*** Record list

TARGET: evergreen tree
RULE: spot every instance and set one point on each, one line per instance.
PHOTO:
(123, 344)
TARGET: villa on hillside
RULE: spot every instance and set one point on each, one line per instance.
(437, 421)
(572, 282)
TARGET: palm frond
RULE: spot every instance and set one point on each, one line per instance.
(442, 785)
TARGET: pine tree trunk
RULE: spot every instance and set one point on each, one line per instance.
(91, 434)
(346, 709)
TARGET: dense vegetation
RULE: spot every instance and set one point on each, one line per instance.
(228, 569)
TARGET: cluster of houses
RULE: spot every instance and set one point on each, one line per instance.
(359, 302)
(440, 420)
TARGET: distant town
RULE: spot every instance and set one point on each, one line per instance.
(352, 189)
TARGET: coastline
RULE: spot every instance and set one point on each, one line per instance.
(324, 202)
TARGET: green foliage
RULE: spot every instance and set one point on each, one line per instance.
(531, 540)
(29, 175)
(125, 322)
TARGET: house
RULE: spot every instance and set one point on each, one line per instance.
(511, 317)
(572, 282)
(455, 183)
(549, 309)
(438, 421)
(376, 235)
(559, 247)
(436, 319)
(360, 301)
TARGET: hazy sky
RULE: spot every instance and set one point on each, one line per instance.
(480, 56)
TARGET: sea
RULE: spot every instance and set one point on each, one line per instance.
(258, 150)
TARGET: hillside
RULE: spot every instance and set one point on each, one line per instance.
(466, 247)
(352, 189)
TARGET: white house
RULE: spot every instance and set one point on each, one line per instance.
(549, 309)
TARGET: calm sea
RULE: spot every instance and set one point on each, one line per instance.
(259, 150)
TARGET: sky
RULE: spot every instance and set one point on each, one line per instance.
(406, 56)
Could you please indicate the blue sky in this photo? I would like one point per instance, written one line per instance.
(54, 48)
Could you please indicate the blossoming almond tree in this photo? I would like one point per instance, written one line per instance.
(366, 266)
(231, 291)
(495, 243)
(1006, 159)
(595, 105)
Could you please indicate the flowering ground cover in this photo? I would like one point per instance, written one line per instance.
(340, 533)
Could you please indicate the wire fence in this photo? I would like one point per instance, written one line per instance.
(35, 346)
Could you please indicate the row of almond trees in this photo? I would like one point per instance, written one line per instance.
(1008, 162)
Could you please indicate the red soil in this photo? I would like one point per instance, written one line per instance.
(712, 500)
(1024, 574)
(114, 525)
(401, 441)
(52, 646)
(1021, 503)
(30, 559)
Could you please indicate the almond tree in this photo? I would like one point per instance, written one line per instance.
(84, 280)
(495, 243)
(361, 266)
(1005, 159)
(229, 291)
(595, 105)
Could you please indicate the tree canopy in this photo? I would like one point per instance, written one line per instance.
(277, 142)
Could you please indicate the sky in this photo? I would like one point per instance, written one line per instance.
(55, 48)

******
*** Record list

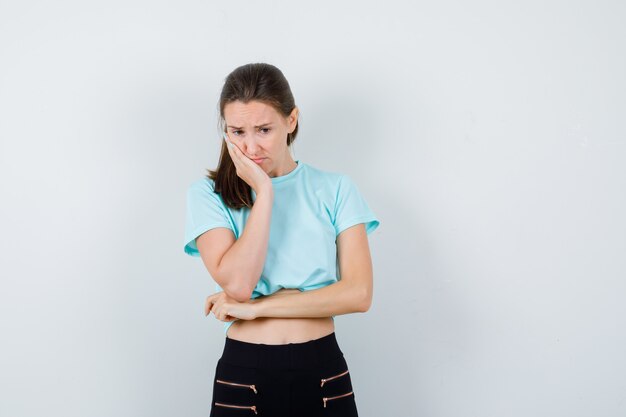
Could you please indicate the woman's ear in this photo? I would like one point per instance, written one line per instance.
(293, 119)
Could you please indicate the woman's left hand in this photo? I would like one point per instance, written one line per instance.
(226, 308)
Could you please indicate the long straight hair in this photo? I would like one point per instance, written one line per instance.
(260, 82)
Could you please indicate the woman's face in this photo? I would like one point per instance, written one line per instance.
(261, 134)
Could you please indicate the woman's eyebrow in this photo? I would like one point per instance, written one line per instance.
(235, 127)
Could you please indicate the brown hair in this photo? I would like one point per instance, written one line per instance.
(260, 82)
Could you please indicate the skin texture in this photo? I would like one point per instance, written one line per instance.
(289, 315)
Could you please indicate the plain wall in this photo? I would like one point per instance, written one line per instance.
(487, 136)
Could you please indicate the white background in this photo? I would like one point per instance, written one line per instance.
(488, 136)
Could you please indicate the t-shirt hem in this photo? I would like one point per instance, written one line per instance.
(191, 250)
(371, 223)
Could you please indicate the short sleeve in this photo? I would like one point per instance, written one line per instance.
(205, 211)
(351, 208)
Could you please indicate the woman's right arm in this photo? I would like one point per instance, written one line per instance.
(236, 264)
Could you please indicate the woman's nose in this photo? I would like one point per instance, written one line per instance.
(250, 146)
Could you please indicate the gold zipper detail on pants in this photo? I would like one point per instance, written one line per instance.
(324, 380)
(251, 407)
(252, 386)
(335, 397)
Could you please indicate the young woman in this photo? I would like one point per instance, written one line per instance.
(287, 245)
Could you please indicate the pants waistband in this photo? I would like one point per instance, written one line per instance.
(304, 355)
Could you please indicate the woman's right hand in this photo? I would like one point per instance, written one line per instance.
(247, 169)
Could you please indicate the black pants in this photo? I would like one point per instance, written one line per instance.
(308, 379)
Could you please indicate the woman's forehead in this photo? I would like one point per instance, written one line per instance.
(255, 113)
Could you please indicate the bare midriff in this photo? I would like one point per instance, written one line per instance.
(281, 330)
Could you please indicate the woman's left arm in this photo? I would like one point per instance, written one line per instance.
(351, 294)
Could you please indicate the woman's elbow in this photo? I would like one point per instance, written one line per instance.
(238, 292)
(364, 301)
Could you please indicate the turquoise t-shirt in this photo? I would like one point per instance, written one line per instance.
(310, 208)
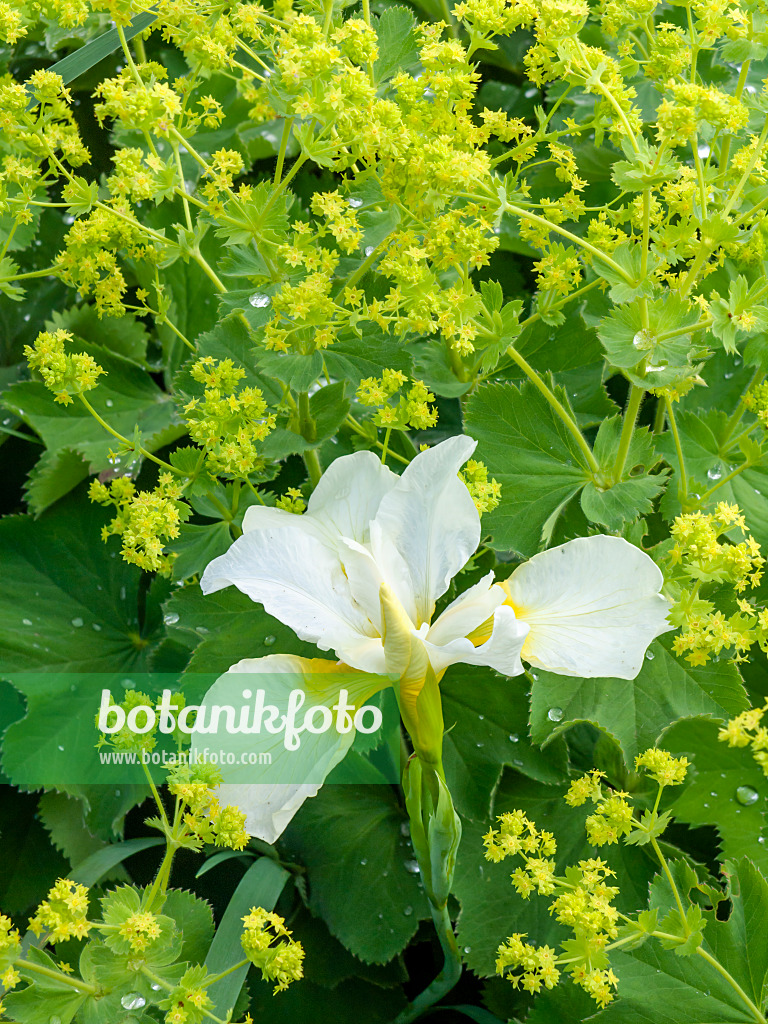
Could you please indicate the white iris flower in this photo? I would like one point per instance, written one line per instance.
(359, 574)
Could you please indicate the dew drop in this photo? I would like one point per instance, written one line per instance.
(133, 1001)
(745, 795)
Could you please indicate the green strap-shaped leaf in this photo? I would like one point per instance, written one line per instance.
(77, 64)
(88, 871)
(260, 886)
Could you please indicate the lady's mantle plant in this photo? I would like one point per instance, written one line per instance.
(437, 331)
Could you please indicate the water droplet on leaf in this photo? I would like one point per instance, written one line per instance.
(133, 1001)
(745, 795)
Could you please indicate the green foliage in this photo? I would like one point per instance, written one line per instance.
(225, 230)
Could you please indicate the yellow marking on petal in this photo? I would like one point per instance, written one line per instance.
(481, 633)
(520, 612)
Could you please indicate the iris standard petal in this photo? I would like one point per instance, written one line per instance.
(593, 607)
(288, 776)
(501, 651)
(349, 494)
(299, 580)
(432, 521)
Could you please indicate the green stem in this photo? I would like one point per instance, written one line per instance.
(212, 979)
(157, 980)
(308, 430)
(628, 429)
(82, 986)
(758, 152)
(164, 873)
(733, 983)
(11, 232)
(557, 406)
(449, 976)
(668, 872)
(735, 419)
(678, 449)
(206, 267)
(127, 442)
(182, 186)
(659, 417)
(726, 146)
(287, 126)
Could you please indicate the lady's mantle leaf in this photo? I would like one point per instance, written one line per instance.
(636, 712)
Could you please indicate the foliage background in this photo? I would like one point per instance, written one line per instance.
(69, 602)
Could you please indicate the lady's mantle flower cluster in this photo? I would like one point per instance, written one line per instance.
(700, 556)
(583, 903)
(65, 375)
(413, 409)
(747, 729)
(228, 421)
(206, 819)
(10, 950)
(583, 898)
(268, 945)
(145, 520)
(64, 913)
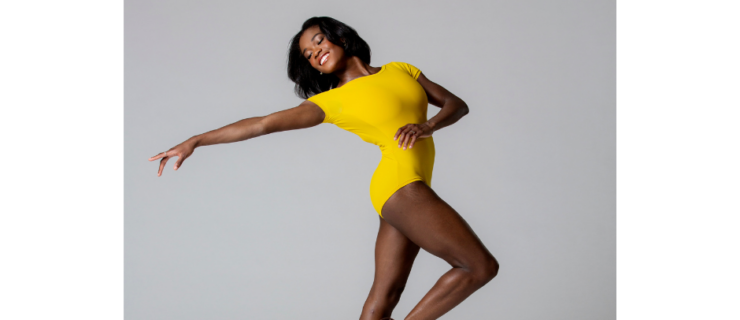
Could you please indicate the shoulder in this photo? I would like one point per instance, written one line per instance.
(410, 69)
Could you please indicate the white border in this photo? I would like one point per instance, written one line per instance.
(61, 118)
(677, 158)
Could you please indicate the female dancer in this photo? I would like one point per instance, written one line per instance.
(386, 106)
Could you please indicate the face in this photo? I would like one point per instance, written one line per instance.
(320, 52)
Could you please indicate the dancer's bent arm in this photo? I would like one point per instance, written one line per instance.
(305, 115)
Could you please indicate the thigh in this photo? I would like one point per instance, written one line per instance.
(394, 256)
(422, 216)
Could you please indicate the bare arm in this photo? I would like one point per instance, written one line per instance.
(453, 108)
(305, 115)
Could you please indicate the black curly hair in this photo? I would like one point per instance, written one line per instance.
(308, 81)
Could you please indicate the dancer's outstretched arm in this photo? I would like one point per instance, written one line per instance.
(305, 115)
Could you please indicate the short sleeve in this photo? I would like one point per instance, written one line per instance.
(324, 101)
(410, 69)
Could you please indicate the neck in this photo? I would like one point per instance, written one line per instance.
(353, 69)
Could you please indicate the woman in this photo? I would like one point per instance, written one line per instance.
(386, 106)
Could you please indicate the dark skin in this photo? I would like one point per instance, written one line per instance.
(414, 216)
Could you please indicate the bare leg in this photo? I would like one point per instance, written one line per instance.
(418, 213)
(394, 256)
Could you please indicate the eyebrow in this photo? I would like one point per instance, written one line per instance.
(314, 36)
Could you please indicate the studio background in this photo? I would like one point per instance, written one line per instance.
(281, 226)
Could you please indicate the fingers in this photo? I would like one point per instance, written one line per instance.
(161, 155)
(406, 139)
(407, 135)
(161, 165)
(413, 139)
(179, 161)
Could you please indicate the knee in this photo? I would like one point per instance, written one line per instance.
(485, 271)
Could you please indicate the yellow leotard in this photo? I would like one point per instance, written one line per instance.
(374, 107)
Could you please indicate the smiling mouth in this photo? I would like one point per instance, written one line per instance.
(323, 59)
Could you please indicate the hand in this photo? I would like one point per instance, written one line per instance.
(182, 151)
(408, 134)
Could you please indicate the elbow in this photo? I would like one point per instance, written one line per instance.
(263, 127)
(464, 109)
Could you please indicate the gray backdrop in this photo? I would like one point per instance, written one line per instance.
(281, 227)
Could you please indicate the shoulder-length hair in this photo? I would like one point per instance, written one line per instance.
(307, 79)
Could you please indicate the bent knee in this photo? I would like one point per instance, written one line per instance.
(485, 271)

******

| Exercise |
How many lines in the material above contain the word "eyebrow"? Give only the number.

| Task solution |
2